start Source extract

RULE 23 of good government – if you are going to commission an expert to write a report on a controversial subject, best make sure he agrees with you.

Michael Moore, the Scottish Secretary, could be forgiven for kicking his Scotland Office desk after the expert in question, Professor James Crawford of Cam-bridge University, lauded as the authority on international law by Whitehall insiders, was asked, in the event of Scottish independence, about the SNP Government's ambitious transition timetable and the prospect of an independent Scotland having to apply to international organisations for membership.

The view from London SW1 is Alex Salmond's 18-month timetable is "fanciful" and the prospect of applying to bodies like the EU, with 27 members, will hardly be "a piece of cake".

Yet the good professor suggested the 18-month timetable was, in fact, "realistic" and applying to a range of international bodies would not be difficult "in most cases".

Nicola Sturgeon, appearing on the radio alongside Mr Crawford could barely believe her luck when the eminent academic backed up her political line instead of Mr Moore's.

With a deal of understatement, she declared Mr Crawford's contribution had been "helpful" and the UK Government had been guilty of a "huge own goal". Perhaps Mr Moore will ask for his money back.

end Source extract
start Data supplied

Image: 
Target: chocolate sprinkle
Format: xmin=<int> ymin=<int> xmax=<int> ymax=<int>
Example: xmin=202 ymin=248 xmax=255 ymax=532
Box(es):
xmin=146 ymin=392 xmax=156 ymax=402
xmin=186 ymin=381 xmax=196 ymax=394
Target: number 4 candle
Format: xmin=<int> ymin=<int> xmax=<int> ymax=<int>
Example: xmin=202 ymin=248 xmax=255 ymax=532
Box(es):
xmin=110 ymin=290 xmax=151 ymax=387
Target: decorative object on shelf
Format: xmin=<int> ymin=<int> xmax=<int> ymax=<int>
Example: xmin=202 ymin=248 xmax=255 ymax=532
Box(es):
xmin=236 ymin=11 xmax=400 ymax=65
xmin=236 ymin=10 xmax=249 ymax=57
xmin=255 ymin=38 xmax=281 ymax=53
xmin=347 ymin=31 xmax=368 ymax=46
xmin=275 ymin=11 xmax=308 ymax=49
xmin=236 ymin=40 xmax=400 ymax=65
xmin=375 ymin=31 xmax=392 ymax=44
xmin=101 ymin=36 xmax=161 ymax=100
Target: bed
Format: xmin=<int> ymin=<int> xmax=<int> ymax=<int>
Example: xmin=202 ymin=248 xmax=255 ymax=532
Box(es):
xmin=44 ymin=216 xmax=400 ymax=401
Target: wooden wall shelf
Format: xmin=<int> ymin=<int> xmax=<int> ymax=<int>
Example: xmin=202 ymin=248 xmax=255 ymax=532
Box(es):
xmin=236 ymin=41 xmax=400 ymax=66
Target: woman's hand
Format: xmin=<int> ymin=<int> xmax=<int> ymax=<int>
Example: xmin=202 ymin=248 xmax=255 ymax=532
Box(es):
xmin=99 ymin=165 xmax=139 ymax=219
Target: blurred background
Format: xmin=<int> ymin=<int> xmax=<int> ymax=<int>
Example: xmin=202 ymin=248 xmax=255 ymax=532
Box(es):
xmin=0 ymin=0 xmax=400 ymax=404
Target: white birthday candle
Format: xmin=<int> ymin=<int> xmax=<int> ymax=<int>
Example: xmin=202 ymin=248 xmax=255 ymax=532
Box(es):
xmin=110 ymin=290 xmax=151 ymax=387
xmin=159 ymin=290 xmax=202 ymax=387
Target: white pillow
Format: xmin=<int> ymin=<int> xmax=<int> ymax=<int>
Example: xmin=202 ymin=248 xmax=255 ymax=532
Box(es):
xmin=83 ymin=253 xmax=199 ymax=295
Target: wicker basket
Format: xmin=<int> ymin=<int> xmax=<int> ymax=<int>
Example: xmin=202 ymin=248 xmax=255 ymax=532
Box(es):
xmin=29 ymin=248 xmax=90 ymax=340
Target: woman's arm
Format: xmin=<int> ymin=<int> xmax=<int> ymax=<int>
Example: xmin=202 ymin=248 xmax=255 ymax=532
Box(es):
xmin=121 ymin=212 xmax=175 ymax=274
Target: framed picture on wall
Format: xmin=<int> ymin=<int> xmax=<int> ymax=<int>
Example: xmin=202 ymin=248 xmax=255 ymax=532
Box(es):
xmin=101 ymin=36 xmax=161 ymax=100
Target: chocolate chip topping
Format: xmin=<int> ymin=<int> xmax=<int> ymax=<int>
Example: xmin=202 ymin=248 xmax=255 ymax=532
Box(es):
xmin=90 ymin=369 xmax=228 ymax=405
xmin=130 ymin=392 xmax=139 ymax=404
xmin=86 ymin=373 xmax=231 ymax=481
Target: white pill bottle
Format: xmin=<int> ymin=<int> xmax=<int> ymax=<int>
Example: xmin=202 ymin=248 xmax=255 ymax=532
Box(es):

end Data supplied

■ Work to complete ■
(1) Please answer these questions about the column on Scottish independence:
(a) What word does the view from London SW1 use for Alex Salmond's 18-month timetable?
(b) How many members does the column give for the EU?
(c) What word did Nicola Sturgeon use for Mr Crawford's contribution?
(2) Carry on the column on Scottish independence from its final sentence.

■ Exercise responses ■
(1)
(a) "Fanciful."
(b) 27.
(c) "Helpful."

(2)
In contrast, the First Minister's Fiscal Commission concluded an independent Scotland would be better off with sterling and it would, by the way, also be good for the UK; which just happens to fall in line with Mr Salmond's own thinking on the subject.

However, their assertions about an Independent Scotland sharing management of a sterling zone with a key role in the Bank of England might have Chancellor George Osborne choking on his beef lasagne and suggesting the FM is being a mite presumptuous given Scotland, post-independence, would actually be a foreign country.

The commission says there would have to be extensive negotiations with Whitehall, underlining again how the once smooth highway to independence envisaged by the Nationalists is now looking full of difficult twists and turns.